Exercise task:
Determine how many lines in the items below contain the string "opera", matching case exactly, and give only that number.
********************
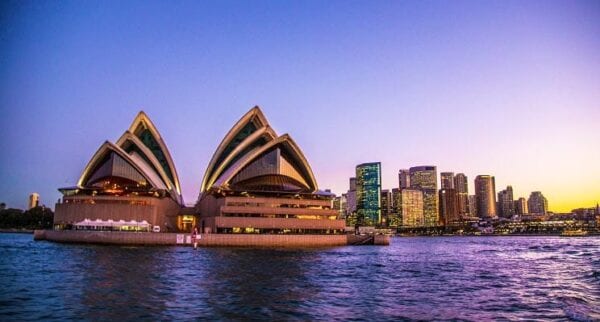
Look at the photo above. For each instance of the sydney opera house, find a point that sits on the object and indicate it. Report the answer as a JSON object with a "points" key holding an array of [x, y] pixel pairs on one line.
{"points": [[256, 183], [259, 182]]}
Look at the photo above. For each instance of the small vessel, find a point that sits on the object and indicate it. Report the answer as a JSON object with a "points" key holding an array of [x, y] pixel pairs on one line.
{"points": [[573, 233]]}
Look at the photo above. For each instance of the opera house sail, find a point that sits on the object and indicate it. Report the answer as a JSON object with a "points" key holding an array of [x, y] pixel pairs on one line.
{"points": [[130, 185], [260, 183]]}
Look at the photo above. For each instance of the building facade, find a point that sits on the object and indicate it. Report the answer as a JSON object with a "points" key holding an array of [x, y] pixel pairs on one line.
{"points": [[506, 205], [395, 219], [34, 200], [449, 207], [411, 208], [462, 192], [368, 193], [260, 183], [521, 206], [485, 192], [537, 203], [403, 178], [473, 206], [386, 206], [447, 180], [424, 178], [127, 185]]}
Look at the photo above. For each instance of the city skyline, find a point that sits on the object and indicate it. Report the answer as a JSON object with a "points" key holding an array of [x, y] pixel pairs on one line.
{"points": [[506, 89]]}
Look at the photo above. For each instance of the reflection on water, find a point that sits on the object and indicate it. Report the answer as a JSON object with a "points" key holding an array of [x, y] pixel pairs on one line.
{"points": [[467, 278]]}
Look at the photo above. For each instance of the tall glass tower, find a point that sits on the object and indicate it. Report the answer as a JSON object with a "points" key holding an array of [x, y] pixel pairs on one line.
{"points": [[424, 178], [368, 193]]}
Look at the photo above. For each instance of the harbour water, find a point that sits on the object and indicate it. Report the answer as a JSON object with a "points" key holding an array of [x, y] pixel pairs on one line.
{"points": [[467, 278]]}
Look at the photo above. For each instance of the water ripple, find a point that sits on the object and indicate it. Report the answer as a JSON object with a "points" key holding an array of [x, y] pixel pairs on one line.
{"points": [[471, 279]]}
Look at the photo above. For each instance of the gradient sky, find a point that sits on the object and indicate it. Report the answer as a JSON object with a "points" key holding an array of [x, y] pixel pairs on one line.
{"points": [[508, 88]]}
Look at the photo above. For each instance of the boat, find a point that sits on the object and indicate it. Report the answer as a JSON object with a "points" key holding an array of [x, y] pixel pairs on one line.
{"points": [[573, 233]]}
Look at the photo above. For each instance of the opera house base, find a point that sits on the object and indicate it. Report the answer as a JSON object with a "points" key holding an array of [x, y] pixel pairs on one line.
{"points": [[207, 240]]}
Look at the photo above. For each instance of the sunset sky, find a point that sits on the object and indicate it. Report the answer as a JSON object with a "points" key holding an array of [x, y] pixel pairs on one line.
{"points": [[506, 88]]}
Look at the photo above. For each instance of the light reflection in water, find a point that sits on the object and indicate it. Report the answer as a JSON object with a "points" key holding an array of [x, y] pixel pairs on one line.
{"points": [[416, 278]]}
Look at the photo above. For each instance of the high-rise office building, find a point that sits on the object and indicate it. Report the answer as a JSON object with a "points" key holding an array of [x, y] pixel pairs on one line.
{"points": [[368, 193], [447, 179], [394, 219], [339, 205], [485, 192], [462, 191], [473, 206], [351, 219], [34, 200], [404, 178], [448, 207], [521, 206], [386, 206], [537, 203], [411, 207], [506, 206], [424, 178]]}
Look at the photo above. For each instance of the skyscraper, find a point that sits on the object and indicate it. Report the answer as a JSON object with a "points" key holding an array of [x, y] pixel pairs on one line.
{"points": [[424, 178], [411, 208], [394, 219], [34, 200], [521, 206], [447, 179], [404, 178], [351, 203], [537, 203], [462, 191], [473, 206], [386, 206], [506, 206], [448, 207], [485, 192], [368, 193]]}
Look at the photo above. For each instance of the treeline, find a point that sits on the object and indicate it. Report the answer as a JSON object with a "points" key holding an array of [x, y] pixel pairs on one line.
{"points": [[34, 218]]}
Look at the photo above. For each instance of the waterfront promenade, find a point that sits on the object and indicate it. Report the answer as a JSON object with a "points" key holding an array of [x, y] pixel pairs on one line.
{"points": [[420, 278], [206, 240]]}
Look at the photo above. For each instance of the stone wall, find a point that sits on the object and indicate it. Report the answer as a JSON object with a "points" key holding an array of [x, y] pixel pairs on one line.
{"points": [[207, 240]]}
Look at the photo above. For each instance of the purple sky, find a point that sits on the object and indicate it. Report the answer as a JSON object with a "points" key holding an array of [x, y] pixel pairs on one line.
{"points": [[508, 88]]}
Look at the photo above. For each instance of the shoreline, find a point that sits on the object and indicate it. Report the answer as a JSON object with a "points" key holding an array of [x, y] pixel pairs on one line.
{"points": [[16, 231]]}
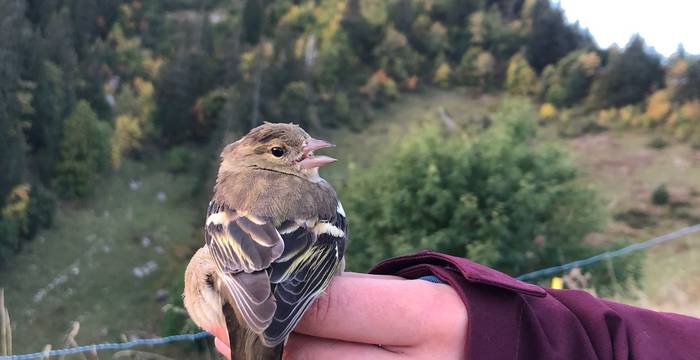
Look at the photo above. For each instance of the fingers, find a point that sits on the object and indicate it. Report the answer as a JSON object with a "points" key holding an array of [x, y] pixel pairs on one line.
{"points": [[378, 310], [307, 347]]}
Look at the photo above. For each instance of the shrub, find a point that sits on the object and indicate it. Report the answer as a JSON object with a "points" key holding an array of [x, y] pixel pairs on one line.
{"points": [[658, 142], [380, 89], [548, 111], [442, 75], [40, 210], [497, 198], [520, 78], [179, 159], [660, 195], [85, 151]]}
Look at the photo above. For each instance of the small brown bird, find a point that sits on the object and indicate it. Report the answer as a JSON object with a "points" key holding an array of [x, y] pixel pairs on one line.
{"points": [[275, 234]]}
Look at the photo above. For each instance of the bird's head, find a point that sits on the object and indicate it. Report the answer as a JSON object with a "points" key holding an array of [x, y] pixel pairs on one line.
{"points": [[284, 148]]}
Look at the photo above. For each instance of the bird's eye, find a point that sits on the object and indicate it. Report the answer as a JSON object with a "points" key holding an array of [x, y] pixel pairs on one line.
{"points": [[277, 151]]}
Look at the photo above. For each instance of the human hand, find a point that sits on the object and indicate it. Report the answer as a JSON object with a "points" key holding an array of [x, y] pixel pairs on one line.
{"points": [[410, 319]]}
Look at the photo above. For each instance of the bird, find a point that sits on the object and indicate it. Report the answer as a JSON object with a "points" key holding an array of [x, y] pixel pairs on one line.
{"points": [[275, 235]]}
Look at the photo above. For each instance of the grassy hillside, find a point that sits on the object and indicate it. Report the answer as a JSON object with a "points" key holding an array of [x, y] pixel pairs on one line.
{"points": [[106, 262], [93, 265], [623, 165]]}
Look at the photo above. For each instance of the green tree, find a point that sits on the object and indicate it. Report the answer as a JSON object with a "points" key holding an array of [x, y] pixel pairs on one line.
{"points": [[568, 82], [84, 152], [187, 76], [477, 68], [496, 198], [520, 78], [253, 18], [551, 37], [628, 77], [689, 85], [13, 33], [396, 56]]}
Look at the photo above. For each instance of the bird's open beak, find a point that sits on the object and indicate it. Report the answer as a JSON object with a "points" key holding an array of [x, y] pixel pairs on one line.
{"points": [[309, 160]]}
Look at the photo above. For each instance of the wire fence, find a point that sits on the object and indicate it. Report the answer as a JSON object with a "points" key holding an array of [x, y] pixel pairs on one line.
{"points": [[525, 277]]}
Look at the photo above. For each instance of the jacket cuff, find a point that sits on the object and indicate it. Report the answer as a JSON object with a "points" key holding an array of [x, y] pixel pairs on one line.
{"points": [[493, 299]]}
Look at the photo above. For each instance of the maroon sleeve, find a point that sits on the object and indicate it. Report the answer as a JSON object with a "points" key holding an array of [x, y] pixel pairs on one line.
{"points": [[510, 319]]}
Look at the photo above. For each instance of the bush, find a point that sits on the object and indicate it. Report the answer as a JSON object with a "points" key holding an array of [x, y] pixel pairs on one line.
{"points": [[85, 151], [496, 198], [660, 196], [179, 159], [442, 76], [9, 239], [40, 210], [520, 78], [380, 89]]}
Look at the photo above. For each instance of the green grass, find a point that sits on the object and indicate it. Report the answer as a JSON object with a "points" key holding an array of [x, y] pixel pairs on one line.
{"points": [[102, 237], [82, 269], [619, 163]]}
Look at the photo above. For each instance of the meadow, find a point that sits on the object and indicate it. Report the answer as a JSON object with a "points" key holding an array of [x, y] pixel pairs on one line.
{"points": [[109, 262]]}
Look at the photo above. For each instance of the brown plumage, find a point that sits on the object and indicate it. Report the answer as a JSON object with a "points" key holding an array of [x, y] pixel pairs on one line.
{"points": [[275, 233]]}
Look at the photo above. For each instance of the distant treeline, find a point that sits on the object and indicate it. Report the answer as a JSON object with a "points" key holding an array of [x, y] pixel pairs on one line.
{"points": [[84, 83]]}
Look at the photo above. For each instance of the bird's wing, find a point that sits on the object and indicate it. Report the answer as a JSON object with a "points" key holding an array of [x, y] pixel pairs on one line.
{"points": [[298, 258], [311, 257], [243, 247]]}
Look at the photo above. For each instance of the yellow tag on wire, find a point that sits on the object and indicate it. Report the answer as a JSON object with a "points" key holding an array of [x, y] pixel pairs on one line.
{"points": [[557, 283]]}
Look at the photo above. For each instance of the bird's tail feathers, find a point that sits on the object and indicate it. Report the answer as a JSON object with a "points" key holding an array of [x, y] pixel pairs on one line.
{"points": [[245, 344]]}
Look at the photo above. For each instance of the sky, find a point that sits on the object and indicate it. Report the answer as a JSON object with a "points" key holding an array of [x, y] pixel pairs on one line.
{"points": [[662, 24]]}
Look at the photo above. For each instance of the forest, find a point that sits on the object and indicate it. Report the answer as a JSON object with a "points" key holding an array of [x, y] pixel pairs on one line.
{"points": [[92, 90]]}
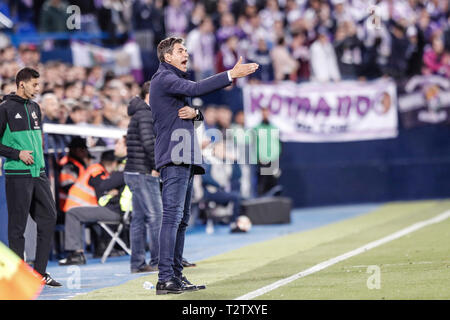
********************
Written answer:
3